AUFGABEN ▸
1. Wiederhole die vorliegenden Zeilen von ihrem Anfang bis einschließlich der Zeile, die "[1001, 492]" enthält, unverändert.
2. Knüpfe an den letzten Satz des Textauszugs über den Ausbildungsstellenmarkt an und schreibe ihn weiter.

ZITIERTER TEXTAUSZUG ▸
##########
Bei den neu abgeschlossenen Ausbildungsverträgen zeigte sich eine positive Tendenz. Die Zahl der neu abgeschlossenen Ausbildungsverträge nahm mit einem Plus von 3,0 % überdurchschnittlich stark zu.
Ausbildungsstellenangebot
Die Entspannung des Ausbildungsstellenmarktes ging vor allem auf einen deutlichen Zuwachs bei den betrieblichen Ausbildungsplätzen zurück, deren Anzahl gegenüber 2010 um 6,6 % zunahm. Während das betriebliche Ausbildungsangebot stieg, sank die Zahl der überwiegend öffentlich finanzierten Ausbildungsplätze um 20,6 %. Das Gesamtangebot an Ausbildungsplätzen vergrößerte sich um 5,5 %.
Die Zunahme des betrieblichen Ausbildungsangebotes wurde von einem massiven Anstieg bei den unbesetzten Ausbildungsstellen begleitet. Ihre Zahl erhöhte sich um 55,6 % und wuchs damit stärker als in den anderen Regionen. Insgesamt standen hier 85,2 unbesetzten Ausbildungsstellen 100 unversorgte Bewerber / -innen gegenüber.
Im Gegensatz zu den anderen Regionen verschlechterte sich das Verhältnis von betrieblichen Ausbildungsplätzen zu den Absolventen / Absolventinnen allgemeinbildender Schulen um 1,2 Prozentpunkte auf 68,4 %. Dieser Rückgang ist vor allem der hohen Anzahl der Arbeitsagenturbezirke mit doppelten Abiturjahrgängen zuzuschreiben. Insgesamt entfiel mehr als die Hälfte der Arbeitsagenturbezirke mit doppelten Abiturjahrgängen (25 von 47) auf Regionen mit deutlich überdurchschnittlicher Ausbildungs- Nachfrage-Relation. Bei Bereinigung der Schulabgängerzahlen um doppelte Abiturjahrgänge stellt sich das Verhältnis anders dar. Danach kamen in diesen Regionen 76,6 betriebliche Ausbildungsplätze auf 100 Schulabgänger / Schulabgängerinnen, was einer Steigerung um 6,9 Prozentpunkte gegenüber 2010 entspricht.
##########
VORLIEGENDE ZEILEN ▸

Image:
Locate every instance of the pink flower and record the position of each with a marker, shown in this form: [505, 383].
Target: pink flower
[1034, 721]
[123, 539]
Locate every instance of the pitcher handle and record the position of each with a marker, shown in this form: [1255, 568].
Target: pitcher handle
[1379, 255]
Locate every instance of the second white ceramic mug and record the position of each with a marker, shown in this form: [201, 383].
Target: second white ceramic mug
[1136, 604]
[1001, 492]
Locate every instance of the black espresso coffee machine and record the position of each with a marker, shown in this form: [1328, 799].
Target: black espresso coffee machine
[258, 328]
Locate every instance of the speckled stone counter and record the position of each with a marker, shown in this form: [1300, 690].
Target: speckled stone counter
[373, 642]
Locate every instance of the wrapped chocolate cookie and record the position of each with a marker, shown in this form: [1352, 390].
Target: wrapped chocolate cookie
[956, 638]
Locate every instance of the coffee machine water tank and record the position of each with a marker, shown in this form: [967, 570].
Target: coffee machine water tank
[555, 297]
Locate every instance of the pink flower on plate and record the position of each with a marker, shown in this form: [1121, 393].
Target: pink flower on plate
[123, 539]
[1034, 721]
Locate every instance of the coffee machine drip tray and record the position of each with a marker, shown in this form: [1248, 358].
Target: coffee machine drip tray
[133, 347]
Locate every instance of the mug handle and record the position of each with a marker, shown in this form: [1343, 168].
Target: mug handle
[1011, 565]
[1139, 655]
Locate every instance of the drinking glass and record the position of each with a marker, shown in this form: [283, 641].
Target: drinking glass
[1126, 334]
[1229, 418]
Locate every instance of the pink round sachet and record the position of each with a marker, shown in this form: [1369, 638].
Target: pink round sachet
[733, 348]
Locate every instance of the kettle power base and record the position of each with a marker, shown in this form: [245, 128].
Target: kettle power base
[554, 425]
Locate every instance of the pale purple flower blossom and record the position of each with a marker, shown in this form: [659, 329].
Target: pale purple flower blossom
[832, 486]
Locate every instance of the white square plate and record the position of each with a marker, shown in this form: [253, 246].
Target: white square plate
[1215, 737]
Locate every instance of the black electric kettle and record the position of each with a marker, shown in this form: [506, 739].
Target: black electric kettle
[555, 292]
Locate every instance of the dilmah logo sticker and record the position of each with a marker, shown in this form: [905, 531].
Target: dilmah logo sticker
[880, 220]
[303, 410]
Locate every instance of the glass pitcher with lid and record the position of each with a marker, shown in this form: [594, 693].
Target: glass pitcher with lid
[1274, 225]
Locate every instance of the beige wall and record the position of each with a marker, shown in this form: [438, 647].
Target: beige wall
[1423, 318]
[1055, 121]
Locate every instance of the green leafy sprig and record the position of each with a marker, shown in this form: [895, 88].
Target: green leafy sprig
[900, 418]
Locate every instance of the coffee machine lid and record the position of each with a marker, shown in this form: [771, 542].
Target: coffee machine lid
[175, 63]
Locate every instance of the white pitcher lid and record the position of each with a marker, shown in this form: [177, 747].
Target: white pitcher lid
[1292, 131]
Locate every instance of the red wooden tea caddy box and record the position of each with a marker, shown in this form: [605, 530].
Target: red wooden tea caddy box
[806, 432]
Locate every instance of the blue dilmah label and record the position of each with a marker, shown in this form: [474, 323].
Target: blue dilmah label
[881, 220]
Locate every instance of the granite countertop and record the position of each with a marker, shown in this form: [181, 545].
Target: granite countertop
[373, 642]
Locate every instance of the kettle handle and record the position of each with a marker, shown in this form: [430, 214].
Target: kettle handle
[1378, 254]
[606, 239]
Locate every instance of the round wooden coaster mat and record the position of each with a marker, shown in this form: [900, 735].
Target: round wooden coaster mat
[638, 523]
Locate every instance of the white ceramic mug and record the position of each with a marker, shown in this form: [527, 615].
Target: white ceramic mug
##########
ANTWORTEN ▸
1.
Image:
Locate every instance of the pink flower and record the position of each with a marker, shown in this form: [505, 383].
Target: pink flower
[1034, 721]
[123, 539]
Locate every instance of the pitcher handle and record the position of each with a marker, shown in this form: [1255, 568].
Target: pitcher handle
[1379, 255]
Locate every instance of the second white ceramic mug and record the position of each with a marker, shown in this form: [201, 383].
Target: second white ceramic mug
[1136, 604]
[1001, 492]

2.
Ausbildungsnachfrage
Mit einem Wachstum von 1,1 % fiel die Steigerung der Ausbildungsnachfrage zwar größer aus als im Bundesdurchschnitt (+0,4 %), blieb aber klar hinter dem Angebotszuwachs bei betrieblichen und überwiegend öffentlich finanzierten Ausbildungsplätzen (+5,5 %) zurück. Der Anteil der Nachfrager / -innen nach erweiterter Definition pro 100 Abgänger / -innen aus allgemeinbildenden Schulen verringerte sich um 5,3 Prozentpunkte auf einen Wert von 71,4 %. Auch bei dieser Entwicklung spielten die doppelten Abiturjahrgänge eine wesentliche Rolle. Bei Verwendung der bereinigten Schulabgängerzahlen ergibt sich ein Anteilswert von 80 %, was einer Steigerung um 3,2 Prozentpunkte entspricht. Erheblich verringert hat sich der Bestand an unversorgten Bewerbern. Ihre Zahl sank um 15,8 % und ging damit stärker als in den Regionen mit durchschnittlicher und unterdurchschnittlicher Angebots- Nachfrage-Relation zurück.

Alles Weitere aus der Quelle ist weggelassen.